[Provided data Boundary: Start]
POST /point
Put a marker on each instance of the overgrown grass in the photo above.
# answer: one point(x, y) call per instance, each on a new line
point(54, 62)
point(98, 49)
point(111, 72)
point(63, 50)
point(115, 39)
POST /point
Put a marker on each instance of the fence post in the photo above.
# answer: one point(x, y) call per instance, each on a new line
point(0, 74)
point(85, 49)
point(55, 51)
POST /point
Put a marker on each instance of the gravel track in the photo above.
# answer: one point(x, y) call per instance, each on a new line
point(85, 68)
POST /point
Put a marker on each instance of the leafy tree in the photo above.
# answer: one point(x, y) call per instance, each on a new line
[Provided data Boundary: End]
[Provided data Boundary: Start]
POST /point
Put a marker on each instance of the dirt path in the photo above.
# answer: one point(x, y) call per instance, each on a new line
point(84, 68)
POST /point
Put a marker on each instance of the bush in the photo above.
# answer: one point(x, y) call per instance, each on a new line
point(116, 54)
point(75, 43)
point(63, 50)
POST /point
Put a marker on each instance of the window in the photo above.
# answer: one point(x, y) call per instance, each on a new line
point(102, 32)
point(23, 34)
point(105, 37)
[Provided data Boundary: End]
→ What this task involves
Look through the records for the word "above". Every line that has it should be copied.

→ Response to this exercise
Put a marker on each instance of the overgrown grass in the photo above.
Put a marker on each instance of the fence post in the photo above.
Put a marker on each instance of the gravel track in the photo above.
Put a marker on each instance of the leafy tree in the photo above.
Put a marker on each instance of the dirt path in the photo above.
Put a marker on each instance of the bush in the photo above.
Put a marker on each instance of the window in the photo above.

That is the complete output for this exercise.